## ПРИВЕДЕННЫЙ ФРАГМЕНТ
>>>>

100 арт-манифестов: от футуристов до стакистов

Мартин Форд, 2011

В этой уникальной книге представлены 100 манифестов, написанные за последние 100 лет выдающимися представителями самых разных областей – от архитектуры и поэзии до моды и кулинарии. Их идеалы представлены такими течениями в искусстве и политическими движениями, как футуризм, дадаизм, сюрреализм, феминизм, коммунизм, деструктивизм, вортицизм, стридентизм, каннибализм и стакизм. Редактор-составитель сборника, профессор Алекс Данчев, сопровождает каждый манифест исторической справкой об авторе и его эпохе. Вот лишь немногие из имен: Кандинский, Маяковский, Родченко, Ле Корбюзье, Дали, Вертов, Мураками, Гилберт и Джордж, Маринетти, Аполлинер, Бретон, Троцкий, Ги Дебор и Рем Колхас. Их манифесты несут порой мудрость, порой неожиданные откровения, а порой эпатаж; некоторые могут показаться странными и даже вызывающими – выбор у читателя богатый и увлекательный.

Оглавление

M4

Котаро Такамура

Зеленое солнце (1910)

Впервые вышел в литературном журнале Subaru (Токио) в апреле 1910 г. О нем много говорили как о первом японском «Манифесте импрессионистов», хотя он скорее был попыткой автора прояснить свои мысли, возможно, даже для самого себя. Широко известно его заглавное утверждение: «Даже если кто-то напишет зеленое солнце, я не скажу, что это неверно».

Несколько месяцев спустя художник и скульптор Котаро Такамура (1883–1956) написал короткое стихотворение под названием «Страна нэцке», которое по-прежнему трогает старшее поколение японцев:

Острые скулы, толстые губы, глаза треугольные, а лицо словно нэцке,

которую вырезал мастер Сангоро,

пустое, словно лишенное души,

он не знает себя, жизнь дешева и суетлива,

он тщеславен,

мелок, холоден и невероятно самодоволен,

как обезьяна, как лиса, как белка-летяга, как илистый прыгун,

как пескарь, как горгулья, как осколок от чашки —

вот такой он японец.

<<<<

## ПРЕДСТАВЛЕННЫЕ ДАННЫЕ

>>>>

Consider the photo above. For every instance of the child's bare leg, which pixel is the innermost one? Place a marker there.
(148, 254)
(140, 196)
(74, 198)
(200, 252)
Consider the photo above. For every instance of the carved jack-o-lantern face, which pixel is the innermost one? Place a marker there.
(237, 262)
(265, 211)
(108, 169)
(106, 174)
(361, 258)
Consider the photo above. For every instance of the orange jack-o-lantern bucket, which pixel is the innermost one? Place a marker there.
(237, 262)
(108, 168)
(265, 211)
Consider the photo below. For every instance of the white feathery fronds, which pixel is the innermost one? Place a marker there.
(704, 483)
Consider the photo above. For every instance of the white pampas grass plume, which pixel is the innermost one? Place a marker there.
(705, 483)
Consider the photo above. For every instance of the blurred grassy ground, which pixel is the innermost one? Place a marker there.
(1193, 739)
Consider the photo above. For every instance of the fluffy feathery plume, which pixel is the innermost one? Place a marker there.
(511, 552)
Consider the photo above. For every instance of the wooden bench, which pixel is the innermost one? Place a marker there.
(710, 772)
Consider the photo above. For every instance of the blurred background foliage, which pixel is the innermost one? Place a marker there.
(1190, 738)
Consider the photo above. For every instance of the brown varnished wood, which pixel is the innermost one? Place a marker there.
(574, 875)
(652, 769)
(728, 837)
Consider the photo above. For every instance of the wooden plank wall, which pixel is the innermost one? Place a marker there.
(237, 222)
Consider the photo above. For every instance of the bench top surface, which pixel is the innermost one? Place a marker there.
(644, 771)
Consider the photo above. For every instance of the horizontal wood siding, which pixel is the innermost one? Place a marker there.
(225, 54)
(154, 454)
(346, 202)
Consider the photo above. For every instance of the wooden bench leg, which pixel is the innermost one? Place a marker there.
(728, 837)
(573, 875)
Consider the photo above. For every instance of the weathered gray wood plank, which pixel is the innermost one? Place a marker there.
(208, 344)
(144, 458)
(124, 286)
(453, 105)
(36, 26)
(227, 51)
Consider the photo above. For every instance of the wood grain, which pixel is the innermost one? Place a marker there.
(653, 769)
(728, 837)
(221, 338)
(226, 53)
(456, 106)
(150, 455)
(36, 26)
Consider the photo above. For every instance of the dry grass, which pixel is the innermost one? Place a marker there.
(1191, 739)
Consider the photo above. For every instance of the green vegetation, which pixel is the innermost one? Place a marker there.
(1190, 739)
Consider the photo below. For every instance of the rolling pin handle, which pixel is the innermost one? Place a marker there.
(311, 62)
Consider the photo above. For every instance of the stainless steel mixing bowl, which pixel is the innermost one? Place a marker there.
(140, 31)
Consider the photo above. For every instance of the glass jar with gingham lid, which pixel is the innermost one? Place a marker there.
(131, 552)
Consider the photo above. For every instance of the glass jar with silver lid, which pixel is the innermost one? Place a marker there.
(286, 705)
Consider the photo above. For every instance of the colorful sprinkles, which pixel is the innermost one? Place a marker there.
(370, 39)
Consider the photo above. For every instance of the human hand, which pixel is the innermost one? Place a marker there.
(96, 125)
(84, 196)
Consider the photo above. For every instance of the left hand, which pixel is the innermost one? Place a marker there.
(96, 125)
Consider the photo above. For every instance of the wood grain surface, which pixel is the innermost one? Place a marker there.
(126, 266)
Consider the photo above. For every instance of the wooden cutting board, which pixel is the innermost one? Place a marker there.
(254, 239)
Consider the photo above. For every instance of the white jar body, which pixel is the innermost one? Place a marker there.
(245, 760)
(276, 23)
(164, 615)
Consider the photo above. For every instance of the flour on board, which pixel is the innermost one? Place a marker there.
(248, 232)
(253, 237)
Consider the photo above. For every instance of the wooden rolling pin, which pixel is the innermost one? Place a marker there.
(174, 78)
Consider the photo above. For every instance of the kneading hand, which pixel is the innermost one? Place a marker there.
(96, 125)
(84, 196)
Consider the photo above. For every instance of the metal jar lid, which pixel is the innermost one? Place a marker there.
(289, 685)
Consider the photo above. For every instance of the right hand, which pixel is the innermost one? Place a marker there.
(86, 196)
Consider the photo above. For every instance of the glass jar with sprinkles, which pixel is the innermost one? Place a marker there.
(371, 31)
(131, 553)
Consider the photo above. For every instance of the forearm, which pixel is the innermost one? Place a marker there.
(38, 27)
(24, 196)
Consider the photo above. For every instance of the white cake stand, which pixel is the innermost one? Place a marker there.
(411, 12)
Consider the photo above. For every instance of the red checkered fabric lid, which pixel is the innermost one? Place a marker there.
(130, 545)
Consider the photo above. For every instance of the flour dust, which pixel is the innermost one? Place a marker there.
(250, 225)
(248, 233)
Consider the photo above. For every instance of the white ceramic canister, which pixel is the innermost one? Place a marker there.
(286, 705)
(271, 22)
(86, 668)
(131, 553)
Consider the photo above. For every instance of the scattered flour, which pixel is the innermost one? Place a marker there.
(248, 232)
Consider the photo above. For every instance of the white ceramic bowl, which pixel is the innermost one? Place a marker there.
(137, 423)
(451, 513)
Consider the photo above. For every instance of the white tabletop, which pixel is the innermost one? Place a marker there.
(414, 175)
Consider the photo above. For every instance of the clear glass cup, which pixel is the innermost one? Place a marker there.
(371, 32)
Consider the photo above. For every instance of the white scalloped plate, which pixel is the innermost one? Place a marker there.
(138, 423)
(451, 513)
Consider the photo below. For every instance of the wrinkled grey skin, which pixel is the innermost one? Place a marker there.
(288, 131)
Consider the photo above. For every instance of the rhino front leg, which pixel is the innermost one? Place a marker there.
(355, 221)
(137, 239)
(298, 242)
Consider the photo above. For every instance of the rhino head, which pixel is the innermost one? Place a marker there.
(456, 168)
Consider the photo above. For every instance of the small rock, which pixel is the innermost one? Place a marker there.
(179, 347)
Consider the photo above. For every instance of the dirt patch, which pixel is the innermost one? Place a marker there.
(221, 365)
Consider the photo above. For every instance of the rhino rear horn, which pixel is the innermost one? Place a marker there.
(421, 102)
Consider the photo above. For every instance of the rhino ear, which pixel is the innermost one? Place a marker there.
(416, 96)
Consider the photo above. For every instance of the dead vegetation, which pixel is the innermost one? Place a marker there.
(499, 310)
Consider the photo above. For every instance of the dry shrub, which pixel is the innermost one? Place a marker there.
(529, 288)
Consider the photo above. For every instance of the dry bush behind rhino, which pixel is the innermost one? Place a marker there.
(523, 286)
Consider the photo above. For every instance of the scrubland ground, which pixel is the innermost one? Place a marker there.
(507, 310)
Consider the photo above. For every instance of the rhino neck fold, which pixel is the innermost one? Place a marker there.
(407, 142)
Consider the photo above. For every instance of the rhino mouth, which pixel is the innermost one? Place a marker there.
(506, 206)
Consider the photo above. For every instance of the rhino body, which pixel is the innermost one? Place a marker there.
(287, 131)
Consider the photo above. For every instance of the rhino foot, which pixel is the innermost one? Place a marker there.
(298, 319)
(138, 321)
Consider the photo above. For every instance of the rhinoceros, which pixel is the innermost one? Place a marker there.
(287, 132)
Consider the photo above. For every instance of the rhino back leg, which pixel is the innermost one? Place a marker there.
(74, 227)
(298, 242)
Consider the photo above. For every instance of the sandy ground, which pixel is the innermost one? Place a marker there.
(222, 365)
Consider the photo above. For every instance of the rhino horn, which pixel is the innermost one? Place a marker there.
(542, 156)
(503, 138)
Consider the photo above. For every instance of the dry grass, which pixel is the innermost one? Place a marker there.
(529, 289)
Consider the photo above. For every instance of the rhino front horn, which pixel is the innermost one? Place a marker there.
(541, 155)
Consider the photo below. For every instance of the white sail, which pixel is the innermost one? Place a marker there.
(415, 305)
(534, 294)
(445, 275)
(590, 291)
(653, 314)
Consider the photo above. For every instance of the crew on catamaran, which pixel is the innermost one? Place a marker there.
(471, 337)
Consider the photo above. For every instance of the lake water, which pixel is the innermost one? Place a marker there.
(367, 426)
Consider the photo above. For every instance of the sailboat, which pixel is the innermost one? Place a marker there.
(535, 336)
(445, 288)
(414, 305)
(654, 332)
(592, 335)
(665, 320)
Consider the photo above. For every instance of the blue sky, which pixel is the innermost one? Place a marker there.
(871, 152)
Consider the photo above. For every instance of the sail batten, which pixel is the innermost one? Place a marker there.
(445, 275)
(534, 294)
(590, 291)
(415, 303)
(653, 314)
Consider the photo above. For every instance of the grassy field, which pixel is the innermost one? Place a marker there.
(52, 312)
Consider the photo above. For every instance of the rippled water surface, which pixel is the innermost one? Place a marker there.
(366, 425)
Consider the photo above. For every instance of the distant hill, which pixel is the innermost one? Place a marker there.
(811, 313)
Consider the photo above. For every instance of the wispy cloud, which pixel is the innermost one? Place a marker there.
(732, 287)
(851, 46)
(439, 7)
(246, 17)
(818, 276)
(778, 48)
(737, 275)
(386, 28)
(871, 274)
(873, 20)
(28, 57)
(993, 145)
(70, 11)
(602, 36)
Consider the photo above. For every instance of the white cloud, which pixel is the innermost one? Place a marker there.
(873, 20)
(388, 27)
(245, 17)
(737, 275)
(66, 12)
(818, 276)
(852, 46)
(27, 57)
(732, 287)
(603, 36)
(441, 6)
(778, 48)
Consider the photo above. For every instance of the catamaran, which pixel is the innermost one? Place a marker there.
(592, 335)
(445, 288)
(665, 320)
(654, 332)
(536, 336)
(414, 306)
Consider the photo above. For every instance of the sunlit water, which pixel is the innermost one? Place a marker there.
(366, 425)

<<<<

## ЗАДАНИЯ К ВЫПОЛНЕНИЮ
A – Перепечатайте из текста о сборнике манифестов отрывок от слов «он не знает» до слов «такой он японец.» включительно.
B – Определите, соответствуют ли тексту о сборнике манифестов следующие утверждения, и для каждого ответьте «да» или «нет», дословно приведя решающие слова текста: (i) составителем сборника является профессор Алекс Данчев; (ii) манифест «Зеленое солнце» впервые был опубликован в Париже; (iii) стихотворение «Страна нэцке» было написано раньше манифеста «Зеленое солнце».

## ОТВЕТЫ ПО ЗАДАНИЯМ
A –
он не знает себя, жизнь дешева и суетлива,

он тщеславен,

мелок, холоден и невероятно самодоволен,

как обезьяна, как лиса, как белка-летяга, как илистый прыгун,

как пескарь, как горгулья, как осколок от чашки —

вот такой он японец.

B –
(i) Да: «Редактор-составитель сборника, профессор Алекс Данчев».
(ii) Нет: «Впервые вышел в литературном журнале Subaru (Токио) в апреле 1910 г.»
(iii) Нет: «Несколько месяцев спустя».